• Page text:
——————

Trastuzumab is a monoclonal antibody indicated in >20% of BC patients who are positive for the human epidermal growth factor receptor 2 (HER2) and in women with metastatic BC. The use of trastuzumab has increased over the past 15 years and is associated with an absolute 14% higher incidence rate for HF with reduced ejection fraction (HFrEF) or cardiomyopathy over 3 years of follow-up [29]. Although still debated, its cardiotoxic effects on LV function are assumed to be reversible (type II) and not related to cumulative dose but to the number of treatment sessions (see patient case) [30, 31]. Determinants of cardiotoxicity with trastuzumab are concomitant or prior treatment with anthracyclines, higher age, and the presence of hypertension. Trastuzumab cardiotoxicity usually manifests early during treatment [31]. In BC-trials, the incidence of symptomatic HF in trastuzumab-treated patients was 2–4% and the incidence of cardiac dysfunction was 3–19% [32–34]. In most BC registries treatment with trastuzumab is (temporarily) interrupted when ejection fraction (EF) falls below 45% [34]. Although not proven yet, early administration of HF drugs, such as ACE and ARBs, is likely to limit LV deterioration [28]. Currently, novel anti-HER2 targeted therapies are on the market (pertuzumab, lapatinib), which are potentially safer for the myocardium but less well investigated [35].

——————

• Problem details:
According to the text on trastuzumab, below what ejection fraction do most BC registries interrupt trastuzumab treatment?

——————

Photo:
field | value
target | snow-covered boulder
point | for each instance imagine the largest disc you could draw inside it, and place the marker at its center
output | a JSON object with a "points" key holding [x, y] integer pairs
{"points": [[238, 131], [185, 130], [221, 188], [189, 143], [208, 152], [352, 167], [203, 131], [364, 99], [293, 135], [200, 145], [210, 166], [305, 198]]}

——————

• Response for this exercise:
45%